'''
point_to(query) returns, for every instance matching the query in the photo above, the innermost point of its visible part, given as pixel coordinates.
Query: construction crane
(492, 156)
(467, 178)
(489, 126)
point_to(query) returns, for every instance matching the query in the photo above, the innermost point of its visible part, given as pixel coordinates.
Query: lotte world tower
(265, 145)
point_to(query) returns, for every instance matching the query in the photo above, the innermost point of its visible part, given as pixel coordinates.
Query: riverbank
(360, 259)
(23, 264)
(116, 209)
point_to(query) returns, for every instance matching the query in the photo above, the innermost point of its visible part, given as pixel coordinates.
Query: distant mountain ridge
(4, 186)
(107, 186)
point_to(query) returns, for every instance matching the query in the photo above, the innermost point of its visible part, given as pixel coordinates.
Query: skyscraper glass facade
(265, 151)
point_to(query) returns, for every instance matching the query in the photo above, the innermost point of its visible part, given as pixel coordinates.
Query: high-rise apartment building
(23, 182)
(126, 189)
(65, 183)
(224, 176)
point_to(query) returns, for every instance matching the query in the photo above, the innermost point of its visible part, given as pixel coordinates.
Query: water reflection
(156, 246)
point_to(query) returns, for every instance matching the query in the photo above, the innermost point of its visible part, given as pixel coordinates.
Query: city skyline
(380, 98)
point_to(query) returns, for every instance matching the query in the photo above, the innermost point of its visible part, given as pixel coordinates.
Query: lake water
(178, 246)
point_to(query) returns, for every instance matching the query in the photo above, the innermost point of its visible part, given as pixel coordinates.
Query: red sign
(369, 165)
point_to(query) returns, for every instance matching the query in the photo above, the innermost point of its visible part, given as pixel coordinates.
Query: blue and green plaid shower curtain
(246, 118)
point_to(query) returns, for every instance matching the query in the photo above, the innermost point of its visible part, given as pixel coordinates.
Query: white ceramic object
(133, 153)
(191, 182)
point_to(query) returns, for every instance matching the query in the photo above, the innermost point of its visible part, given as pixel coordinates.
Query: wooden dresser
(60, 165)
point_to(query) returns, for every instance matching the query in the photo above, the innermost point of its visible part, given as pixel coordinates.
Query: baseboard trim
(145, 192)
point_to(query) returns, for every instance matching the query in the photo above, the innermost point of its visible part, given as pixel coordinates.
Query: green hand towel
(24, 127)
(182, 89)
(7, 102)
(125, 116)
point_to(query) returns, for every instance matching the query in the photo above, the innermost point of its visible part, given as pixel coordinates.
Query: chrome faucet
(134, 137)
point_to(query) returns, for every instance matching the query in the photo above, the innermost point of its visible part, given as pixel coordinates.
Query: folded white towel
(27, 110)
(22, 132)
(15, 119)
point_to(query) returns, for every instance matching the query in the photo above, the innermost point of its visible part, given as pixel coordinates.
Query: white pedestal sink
'''
An exact copy of every line above is needed.

point_to(query) returns, for every instance matching the query in the photo above, the innermost point of its visible part, given as pixel coordinates.
Query: construction crane
(492, 156)
(467, 178)
(489, 126)
point_to(query) returns, for every instance matching the query in the photo above, the innermost point of its visible part, given as pixel coordinates.
Query: lotte world tower
(265, 145)
point_to(query) returns, for every instance matching the query in the photo above, the innermost point of its visible part, given as pixel coordinates.
Query: riverbank
(360, 259)
(23, 264)
(116, 209)
point_to(query) returns, for every instance matching the query in the photo above, the innermost point of its visible part, given as pixel coordinates.
Query: distant mountain ridge
(4, 186)
(107, 186)
point_to(query) returns, for every instance matching the query in the photo above, the innermost point of its visible part, given as pixel coordinates.
Query: skyscraper glass facade
(265, 151)
point_to(query) returns, for every instance matching the query in the photo above, the innermost point of its visible part, given as pixel coordinates.
Query: high-rise apartment building
(23, 182)
(126, 189)
(65, 183)
(224, 176)
point_to(query) returns, for every instance matching the query in the photo above, the innermost point of its visible part, given as pixel coordinates.
Query: water reflection
(156, 246)
point_to(query) returns, for every instance matching the query in the photo above, the innermost point of its visible part, given as pixel coordinates.
Query: city skyline
(380, 98)
point_to(query) returns, for every instance matching the query in the photo above, the innermost point of its visible part, given as pixel coordinates.
Query: lake water
(178, 246)
point_to(query) returns, for every instance matching the query in the photo above, the innermost point of its visible part, given as pixel coordinates.
Query: red sign
(369, 165)
point_to(query) returns, for every instance matching the query in the photo above, the innermost point of its visible part, given as pixel coordinates.
Query: blue and green plaid shower curtain
(246, 118)
point_to(query) returns, for every instance matching the query in the photo above, the innermost point of its visible part, given as pixel coordinates.
Query: white ceramic object
(133, 153)
(191, 182)
point_to(query) returns, for every instance matching the query in the photo above, the innermost point of its visible part, given as pixel coordinates.
Query: wooden dresser
(60, 165)
point_to(query) returns, for every instance matching the query in the photo above, the innermost point of its visible part, given as pixel coordinates.
Query: baseboard trim
(145, 192)
point_to(query) returns, for every instance matching the query in the photo above, the innermost point of its visible part, given as pixel coordinates.
Query: green hand towel
(24, 127)
(182, 89)
(7, 102)
(125, 116)
point_to(query) returns, for every instance matching the query in the photo above, the innermost point of its visible part, given as pixel coordinates.
Query: chrome faucet
(134, 137)
point_to(query) returns, for every instance matching the query in the photo above, the innermost point of its visible part, given as pixel coordinates.
Query: folded white towel
(27, 110)
(22, 132)
(15, 119)
point_to(query) returns, for every instance matching the query in the photo above, the innermost point of its visible part, given as pixel coordinates.
Query: white pedestal sink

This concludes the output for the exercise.